• Passage provided:
** start **

Harris on inter-spiritual struggle vs. holy war. Video and transcript. Fareed Zakaria GPS. CNN, November 1, 2014.




Fareed Zakaria GPS Transcript:

One month ago the celebrated atheist, author, and neuroscientist Sam Harris appeared on “Real Time,” Bill Maher’s HBO show. The conversation about Islam that ensued created quite a bit of controversy. Harris said, among other things, that, quote, “Islam at this moment is the mother lode of bad ideas.” Unquote. He went on to say that more than 20 percent of Muslims are either jihadists or Islamist who want to foist their religion on the rest of humanity. That comes out to about 300 million people.

I beg to differ and said as much when I responded with my own thoughts on the show. But I wanted to talk to Mr. Harris in person so here he is. He’s the author of a new book Waking Up, and we might get to it.

SAM HARRIS, AUTHOR, WAKING UP: Yes.

ZAKARIA: But first I want to ask you about that number.

HARRIS: Sure.

ZAKARIA: Which struck me as sort of pulled out of a hat. If you do have, you know, something in the range of 20 percent of all Muslims who are either jihadists or Islamists and, you know, which implies condoning violence and such, I’m just doing the math, that comes to about 300 million.

HARRIS: Correct.

ZAKARIA: So there’s – there were 10,000 terrorist events last year. Let’s assume that 100 people – let’s assume all of those were Muslim. Let’s assume each event was planned by 100 people, neither of those assumptions is right but I’m being generous.

HARRIS: Right.

ZAKARIA: That comes to about a million people who are jihadists. So that still leaves us with 299 million missing Muslim terrorists.

** end **

• Records supplied:
** start **

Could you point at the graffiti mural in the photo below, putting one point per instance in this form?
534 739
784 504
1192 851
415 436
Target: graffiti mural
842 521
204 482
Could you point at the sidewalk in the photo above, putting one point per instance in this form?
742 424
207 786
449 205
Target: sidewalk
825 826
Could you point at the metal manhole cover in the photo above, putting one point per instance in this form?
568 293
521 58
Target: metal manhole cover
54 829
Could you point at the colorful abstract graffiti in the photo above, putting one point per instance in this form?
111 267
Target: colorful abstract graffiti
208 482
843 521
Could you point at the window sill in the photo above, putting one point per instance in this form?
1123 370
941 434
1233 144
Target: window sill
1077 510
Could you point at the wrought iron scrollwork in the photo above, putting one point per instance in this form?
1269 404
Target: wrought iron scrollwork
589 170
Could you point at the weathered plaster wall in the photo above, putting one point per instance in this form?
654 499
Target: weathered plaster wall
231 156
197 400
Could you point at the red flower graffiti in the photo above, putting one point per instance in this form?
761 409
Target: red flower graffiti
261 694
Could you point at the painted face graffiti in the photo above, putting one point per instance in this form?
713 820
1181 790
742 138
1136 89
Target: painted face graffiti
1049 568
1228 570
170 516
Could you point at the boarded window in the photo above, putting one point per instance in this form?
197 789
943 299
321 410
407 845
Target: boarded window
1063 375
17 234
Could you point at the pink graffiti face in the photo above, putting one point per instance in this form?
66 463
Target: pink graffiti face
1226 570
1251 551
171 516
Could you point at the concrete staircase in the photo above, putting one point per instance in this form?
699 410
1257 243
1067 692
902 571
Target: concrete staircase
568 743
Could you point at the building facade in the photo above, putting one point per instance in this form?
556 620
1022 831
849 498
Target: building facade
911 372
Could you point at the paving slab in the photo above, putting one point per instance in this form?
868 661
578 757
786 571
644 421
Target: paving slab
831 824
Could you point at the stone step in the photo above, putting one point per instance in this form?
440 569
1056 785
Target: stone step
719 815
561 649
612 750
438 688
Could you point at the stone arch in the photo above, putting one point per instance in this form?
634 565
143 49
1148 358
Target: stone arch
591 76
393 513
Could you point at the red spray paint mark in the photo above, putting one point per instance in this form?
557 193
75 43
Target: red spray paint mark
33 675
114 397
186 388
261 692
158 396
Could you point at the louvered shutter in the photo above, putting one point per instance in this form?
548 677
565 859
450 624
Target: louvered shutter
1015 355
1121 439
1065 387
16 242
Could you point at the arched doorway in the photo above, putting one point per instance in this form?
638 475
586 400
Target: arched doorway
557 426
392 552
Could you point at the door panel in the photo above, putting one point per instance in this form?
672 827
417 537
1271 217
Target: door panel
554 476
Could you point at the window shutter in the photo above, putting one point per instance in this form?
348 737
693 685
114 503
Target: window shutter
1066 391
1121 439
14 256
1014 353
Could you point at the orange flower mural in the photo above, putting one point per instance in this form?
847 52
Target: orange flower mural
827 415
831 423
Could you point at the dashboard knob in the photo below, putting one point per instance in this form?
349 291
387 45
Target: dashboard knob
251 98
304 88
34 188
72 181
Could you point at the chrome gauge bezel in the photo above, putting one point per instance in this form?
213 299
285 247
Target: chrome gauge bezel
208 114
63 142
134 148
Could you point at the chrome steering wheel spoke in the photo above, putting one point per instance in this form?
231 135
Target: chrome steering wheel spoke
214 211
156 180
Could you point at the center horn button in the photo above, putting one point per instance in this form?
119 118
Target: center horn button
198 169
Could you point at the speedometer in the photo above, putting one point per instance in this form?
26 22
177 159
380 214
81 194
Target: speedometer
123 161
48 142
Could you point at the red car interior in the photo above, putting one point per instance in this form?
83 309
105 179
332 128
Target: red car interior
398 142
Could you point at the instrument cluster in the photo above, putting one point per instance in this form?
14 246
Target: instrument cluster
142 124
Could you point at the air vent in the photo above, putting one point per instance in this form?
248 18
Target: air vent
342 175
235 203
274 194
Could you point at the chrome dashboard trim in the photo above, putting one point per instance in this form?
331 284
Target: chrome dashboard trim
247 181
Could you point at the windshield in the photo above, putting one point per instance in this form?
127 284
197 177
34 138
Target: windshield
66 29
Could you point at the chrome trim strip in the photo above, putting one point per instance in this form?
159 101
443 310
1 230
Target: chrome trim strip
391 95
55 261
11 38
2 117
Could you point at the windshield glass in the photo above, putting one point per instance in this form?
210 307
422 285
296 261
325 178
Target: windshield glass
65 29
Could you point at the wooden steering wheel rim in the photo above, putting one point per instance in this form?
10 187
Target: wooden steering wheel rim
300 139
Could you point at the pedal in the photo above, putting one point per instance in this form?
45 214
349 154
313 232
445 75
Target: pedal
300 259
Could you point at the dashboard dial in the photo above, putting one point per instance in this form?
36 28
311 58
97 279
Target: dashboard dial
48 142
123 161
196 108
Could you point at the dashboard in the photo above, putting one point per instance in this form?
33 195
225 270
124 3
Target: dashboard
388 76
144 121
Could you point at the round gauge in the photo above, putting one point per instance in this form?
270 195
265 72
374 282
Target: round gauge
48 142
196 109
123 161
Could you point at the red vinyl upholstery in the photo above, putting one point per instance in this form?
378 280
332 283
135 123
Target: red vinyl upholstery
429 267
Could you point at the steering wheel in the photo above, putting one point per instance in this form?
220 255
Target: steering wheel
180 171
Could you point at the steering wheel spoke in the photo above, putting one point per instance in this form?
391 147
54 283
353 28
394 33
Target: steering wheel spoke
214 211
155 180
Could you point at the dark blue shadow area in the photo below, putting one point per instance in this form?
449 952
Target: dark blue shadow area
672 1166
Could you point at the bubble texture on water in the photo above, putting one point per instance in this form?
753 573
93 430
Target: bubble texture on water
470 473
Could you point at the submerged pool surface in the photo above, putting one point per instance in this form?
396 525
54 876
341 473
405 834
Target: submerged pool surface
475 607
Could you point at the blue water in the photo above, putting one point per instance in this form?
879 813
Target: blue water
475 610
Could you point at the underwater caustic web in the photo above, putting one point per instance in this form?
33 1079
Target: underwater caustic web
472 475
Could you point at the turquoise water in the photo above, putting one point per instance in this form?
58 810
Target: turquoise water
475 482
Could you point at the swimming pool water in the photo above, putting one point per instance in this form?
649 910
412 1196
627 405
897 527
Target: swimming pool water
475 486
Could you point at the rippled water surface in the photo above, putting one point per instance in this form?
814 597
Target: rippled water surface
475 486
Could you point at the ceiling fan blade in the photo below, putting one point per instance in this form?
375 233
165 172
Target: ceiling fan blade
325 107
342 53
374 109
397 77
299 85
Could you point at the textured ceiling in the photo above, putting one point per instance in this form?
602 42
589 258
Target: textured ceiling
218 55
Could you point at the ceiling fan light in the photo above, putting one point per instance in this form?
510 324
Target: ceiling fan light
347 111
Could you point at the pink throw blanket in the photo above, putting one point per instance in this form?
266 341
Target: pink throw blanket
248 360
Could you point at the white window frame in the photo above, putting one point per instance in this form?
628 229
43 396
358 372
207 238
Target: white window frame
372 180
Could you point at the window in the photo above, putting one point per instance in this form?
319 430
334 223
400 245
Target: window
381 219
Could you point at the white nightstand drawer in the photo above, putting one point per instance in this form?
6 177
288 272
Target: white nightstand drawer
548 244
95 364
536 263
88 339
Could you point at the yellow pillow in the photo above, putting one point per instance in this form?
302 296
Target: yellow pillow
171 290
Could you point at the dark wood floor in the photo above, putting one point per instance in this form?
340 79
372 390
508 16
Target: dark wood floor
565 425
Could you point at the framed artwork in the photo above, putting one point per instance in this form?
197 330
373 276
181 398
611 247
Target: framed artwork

** end **

• Written exercise: Reproduce the Fareed Zakaria GPS transcript from the top of the page in full, word for word, from its first line to its last.

• Reply:
Harris on inter-spiritual struggle vs. holy war. Video and transcript. Fareed Zakaria GPS. CNN, November 1, 2014.




Fareed Zakaria GPS Transcript:

One month ago the celebrated atheist, author, and neuroscientist Sam Harris appeared on “Real Time,” Bill Maher’s HBO show. The conversation about Islam that ensued created quite a bit of controversy. Harris said, among other things, that, quote, “Islam at this moment is the mother lode of bad ideas.” Unquote. He went on to say that more than 20 percent of Muslims are either jihadists or Islamist who want to foist their religion on the rest of humanity. That comes out to about 300 million people.

I beg to differ and said as much when I responded with my own thoughts on the show. But I wanted to talk to Mr. Harris in person so here he is. He’s the author of a new book Waking Up, and we might get to it.

SAM HARRIS, AUTHOR, WAKING UP: Yes.

ZAKARIA: But first I want to ask you about that number.

HARRIS: Sure.

ZAKARIA: Which struck me as sort of pulled out of a hat. If you do have, you know, something in the range of 20 percent of all Muslims who are either jihadists or Islamists and, you know, which implies condoning violence and such, I’m just doing the math, that comes to about 300 million.

HARRIS: Correct.

ZAKARIA: So there’s – there were 10,000 terrorist events last year. Let’s assume that 100 people – let’s assume all of those were Muslim. Let’s assume each event was planned by 100 people, neither of those assumptions is right but I’m being generous.

HARRIS: Right.

ZAKARIA: That comes to about a million people who are jihadists. So that still leaves us with 299 million missing Muslim terrorists.